## RECORDS PROVIDED
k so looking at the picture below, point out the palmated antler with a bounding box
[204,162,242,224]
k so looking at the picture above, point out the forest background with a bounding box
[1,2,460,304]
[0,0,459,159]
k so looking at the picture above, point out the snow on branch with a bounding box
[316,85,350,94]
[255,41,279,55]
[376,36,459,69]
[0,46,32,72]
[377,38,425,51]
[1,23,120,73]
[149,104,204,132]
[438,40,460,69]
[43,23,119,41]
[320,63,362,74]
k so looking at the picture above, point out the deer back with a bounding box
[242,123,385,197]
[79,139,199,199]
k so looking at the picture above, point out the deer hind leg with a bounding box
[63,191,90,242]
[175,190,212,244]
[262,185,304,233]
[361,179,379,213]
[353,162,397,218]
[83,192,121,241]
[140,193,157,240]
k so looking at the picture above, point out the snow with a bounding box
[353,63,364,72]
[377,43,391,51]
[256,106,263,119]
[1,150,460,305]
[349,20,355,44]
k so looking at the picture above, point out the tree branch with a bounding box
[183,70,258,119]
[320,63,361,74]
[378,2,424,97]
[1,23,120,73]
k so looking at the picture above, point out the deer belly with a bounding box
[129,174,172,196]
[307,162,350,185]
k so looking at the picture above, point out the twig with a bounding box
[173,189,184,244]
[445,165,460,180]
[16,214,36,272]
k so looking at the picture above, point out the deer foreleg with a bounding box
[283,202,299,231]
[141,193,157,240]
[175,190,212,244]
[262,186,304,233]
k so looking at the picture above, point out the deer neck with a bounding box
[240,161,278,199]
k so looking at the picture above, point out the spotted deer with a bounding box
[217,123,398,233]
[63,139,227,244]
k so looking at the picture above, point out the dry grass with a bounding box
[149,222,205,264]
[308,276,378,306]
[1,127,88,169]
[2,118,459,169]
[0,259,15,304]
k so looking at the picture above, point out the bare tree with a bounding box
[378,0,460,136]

## DIRECTIONS
Print every record exactly, so that each word matches what is written above.

## EXPECTED OUTPUT
k so looking at the picture below, point out the palmated antler with a bounding box
[204,162,242,224]
k so looking at the picture above, point out the forest background with a bounding box
[1,2,460,304]
[0,0,459,159]
k so looking at the picture above, point out the snow on branch with a bounding box
[316,85,350,94]
[255,41,279,55]
[376,36,459,69]
[0,46,32,72]
[377,38,425,51]
[1,23,120,73]
[149,104,204,132]
[438,40,460,69]
[43,23,119,41]
[320,63,362,74]
k so looking at the picture above, point out the deer back with a bounding box
[242,123,385,197]
[79,139,199,199]
k so looking at the picture above, point out the deer hind leg with a bounding box
[63,191,90,242]
[175,190,212,244]
[262,185,304,233]
[361,179,379,213]
[353,162,397,218]
[83,192,121,241]
[140,193,157,240]
k so looking at the picture above, point out the snow with a bounding box
[353,63,364,72]
[377,43,391,51]
[256,106,263,119]
[1,150,460,305]
[349,20,355,44]
k so looking at the picture above, point out the tree branch with a bounding box
[183,70,258,119]
[320,63,361,74]
[378,2,424,97]
[1,23,120,73]
k so looking at the picture above, point out the deer belly with a bounding box
[129,174,172,196]
[307,162,350,185]
k so looking at the picture above, point out the twig with a bounding box
[173,189,184,244]
[445,165,460,180]
[16,214,36,272]
k so looking at the picture above, point out the deer foreleg with a bounding box
[283,202,299,231]
[141,193,157,240]
[175,190,212,244]
[262,186,304,233]
k so looking at the picture above, point out the deer neck with a bounding box
[240,161,278,199]
k so looking at the picture above, point out the spotted deer with a bounding box
[217,123,398,233]
[63,139,227,244]
k so looking at the picture above, point out the dry grass with a bounding box
[149,222,205,264]
[308,276,378,306]
[1,127,88,169]
[2,118,459,169]
[0,259,15,304]
k so looking at the picture above, point out the bare tree with a bounding box
[378,0,460,136]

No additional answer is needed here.